PAGE EXCERPT>
[start]
= Trout Run (retreat) =

Private and presidential retreat in Maryland

Trout Run is a property in the Catoctin Mountains near Thurmont, Maryland, that was visited on several occasions by Presidents Herbert Hoover, Franklin Delano Roosevelt and Dwight Eisenhower. Originally called Catoctin Lodge, it is located about 4 mi away from the presidential retreat at Camp David and was established by one of Hoover's senior aides. It subsequently became the property of the family of a senior State Department official, who owned it for nearly 70 years, before it was acquired in 2013 by an arm of the Church of Scientology. It became the focus of controversy in 2015 when the controversial Narconon drug rehabilitation program, an offshoot of Scientology, sought to turn it into a facility for treating drug addicts despite considerable local opposition.

==History==
The site was originally owned by Lancelot Jacques, who invited President Herbert Hoover to fish in Little Hunting Creek in the 1920s. Jacques sold around 1500 acre of the property in 1929 to Lawrence Richey, one of the two Secretaries to the President under Herbert Hoover (1929–1933). He constructed a main lodge, which he named Richey Lodge, and several cabins, one of which was later named after Hoover. The president visited several times to enjoy the trout fishing, which was said to be some of the best in the state. Franklin Delano Roosevelt and Dwight Eisenhower also visited, although none of the three presidents stayed there.

Of the original property, 453 acre were purchased in 1945 by Washington, D.C., Cadillac dealer Floyd Akers, who had previously leased it from Richey. Under Akers' ownership, several more stone cabins were built along with a stone pathway and ramps. He hosted a variety of celebrities, including Clark Gable, Claudette Colbert, Bette Davis and James Cagney.

It subsequently passed to his daughter Tomajean and her husband, the former high-ranking official Howard Haugerud. They owned the property for around 60 years; Howard Haugerud used it for nine years as the headquarters of the U.S. military newspaper Stars and Stripes, which he owned. However, plans to develop it fell through because the rocky terrain of the property made it impossible to install the extra septic systems needed.

Haugerud sought to sell the property for $20 million in 2003, putting it up for auction after failing to sell it through conventional channels. According to the property's caretaker for 30 years, Louise Barry, Haugerud exaggerated the property's historic importance in order to boost its sale value. A wooden bridge across the creek that bears a sign saying "FDR Bridge" was in fact built in the 1980s, while the ramps were built not for Roosevelt's wheelchair but for golf carts, years after the president's death. Haugerud decided to withdraw it from sale half an hour after the bidding was due to start and his realtors announced that he was considering whether to contest the 2004 United States Presidential Election as an independent: "If elected, he has promised to supply his own Camp David in the form of Trout Run at no expense to the government, thus insuring the savings of millions of dollars for the stressed out tax payers."

In 2004, Trout Run was used by the NBC television series The West Wing as a stand-in for Camp David. The latter is only about 4 mi away, but has inferior trout fishing.
[end]
RECORD LIST>
[start]
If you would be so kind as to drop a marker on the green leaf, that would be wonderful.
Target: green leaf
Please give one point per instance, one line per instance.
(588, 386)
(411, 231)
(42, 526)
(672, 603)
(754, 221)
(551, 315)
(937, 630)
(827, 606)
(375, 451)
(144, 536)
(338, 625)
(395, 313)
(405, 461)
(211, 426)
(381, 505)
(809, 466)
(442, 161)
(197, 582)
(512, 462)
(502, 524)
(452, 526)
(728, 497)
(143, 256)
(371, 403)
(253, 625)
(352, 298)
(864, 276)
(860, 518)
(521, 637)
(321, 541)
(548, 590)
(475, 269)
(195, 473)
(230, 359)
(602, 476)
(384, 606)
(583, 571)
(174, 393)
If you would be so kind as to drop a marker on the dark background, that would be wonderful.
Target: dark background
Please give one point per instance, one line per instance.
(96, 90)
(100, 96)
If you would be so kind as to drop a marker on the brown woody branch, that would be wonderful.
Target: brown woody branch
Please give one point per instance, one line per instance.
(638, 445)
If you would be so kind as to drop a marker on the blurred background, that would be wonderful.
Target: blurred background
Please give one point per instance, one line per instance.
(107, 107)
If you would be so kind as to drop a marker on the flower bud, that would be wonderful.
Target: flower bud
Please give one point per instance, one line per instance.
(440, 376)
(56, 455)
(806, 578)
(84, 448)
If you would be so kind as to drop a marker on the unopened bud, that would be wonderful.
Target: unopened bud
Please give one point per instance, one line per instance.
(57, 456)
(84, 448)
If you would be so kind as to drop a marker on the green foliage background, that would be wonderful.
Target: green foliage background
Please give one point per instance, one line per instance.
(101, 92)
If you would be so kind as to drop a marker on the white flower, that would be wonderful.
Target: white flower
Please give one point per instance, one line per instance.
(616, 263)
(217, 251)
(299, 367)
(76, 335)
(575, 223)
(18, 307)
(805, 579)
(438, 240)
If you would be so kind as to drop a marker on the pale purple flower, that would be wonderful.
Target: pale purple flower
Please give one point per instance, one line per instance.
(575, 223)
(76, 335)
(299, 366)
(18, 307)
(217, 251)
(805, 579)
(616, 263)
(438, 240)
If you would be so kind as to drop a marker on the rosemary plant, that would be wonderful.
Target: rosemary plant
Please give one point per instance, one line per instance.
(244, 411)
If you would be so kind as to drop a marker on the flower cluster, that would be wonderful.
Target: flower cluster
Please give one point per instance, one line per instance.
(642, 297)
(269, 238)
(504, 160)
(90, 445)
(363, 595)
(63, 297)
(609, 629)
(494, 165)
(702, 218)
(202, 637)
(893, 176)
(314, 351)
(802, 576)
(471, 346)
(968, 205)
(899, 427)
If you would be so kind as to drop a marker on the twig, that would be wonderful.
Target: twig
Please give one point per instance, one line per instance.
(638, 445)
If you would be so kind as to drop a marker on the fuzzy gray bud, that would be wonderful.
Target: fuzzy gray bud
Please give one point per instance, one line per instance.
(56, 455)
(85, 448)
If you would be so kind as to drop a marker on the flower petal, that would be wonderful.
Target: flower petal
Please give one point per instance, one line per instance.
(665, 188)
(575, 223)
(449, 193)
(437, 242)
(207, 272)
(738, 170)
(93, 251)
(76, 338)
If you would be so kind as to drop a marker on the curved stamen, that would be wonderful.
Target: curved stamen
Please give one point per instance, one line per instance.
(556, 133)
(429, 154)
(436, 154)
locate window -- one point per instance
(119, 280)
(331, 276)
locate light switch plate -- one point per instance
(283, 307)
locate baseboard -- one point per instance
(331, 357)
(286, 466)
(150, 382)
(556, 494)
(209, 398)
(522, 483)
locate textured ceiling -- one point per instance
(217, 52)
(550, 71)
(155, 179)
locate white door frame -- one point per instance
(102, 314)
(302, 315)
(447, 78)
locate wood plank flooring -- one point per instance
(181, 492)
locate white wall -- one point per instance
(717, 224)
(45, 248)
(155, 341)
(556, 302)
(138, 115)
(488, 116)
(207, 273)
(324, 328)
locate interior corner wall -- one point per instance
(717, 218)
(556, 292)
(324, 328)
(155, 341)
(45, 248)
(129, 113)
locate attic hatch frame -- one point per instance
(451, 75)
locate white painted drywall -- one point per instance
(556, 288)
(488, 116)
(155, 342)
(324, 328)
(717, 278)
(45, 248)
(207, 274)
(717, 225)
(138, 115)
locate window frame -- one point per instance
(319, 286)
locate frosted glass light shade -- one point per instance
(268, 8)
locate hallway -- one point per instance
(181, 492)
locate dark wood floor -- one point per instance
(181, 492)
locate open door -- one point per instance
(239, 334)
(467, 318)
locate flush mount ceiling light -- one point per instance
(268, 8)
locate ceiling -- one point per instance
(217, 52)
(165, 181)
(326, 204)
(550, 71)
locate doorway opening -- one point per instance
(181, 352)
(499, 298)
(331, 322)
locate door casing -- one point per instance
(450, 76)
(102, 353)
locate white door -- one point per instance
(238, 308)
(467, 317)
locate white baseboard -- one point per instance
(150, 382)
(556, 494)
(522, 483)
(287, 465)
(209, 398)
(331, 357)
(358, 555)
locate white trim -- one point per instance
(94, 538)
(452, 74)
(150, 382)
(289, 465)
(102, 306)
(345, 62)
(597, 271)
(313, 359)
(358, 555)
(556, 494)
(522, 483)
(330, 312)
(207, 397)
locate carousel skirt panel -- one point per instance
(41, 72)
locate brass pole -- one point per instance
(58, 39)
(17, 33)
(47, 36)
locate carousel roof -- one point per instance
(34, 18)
[end]
OBJECTIVES>
- A) According to the Trout Run article, who bought 453 acres of the property in 1945?
- B) Pull out every line of the entries that contains the string "carousel".

ANSWERS FOR THE EXERCISE>
- A) Floyd Akers, a Cadillac dealer from Washington, D.C., bought the 453 acres in 1945.

- B)
locate carousel skirt panel -- one point per instance
locate carousel roof -- one point per instance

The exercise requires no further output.